REQUIREMENT:
Count the lines below that contain the word "background" and give only that number.

SUPPLIED ENTRIES:
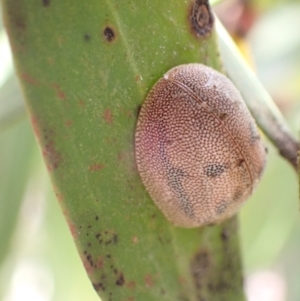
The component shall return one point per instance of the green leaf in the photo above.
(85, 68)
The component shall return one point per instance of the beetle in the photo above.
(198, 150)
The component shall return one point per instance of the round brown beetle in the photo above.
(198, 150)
...
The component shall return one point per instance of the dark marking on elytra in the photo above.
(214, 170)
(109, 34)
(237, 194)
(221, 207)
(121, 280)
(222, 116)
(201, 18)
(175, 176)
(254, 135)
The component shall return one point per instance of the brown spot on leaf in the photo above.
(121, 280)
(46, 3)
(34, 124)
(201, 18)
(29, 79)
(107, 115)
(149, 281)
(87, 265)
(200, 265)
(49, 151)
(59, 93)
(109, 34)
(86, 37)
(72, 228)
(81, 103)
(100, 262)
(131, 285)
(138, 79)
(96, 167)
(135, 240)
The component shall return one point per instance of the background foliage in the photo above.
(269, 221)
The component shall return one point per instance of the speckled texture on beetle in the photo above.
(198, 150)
==
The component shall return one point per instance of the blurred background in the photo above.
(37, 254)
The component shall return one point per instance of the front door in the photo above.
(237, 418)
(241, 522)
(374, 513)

EXERCISE SOLUTION:
2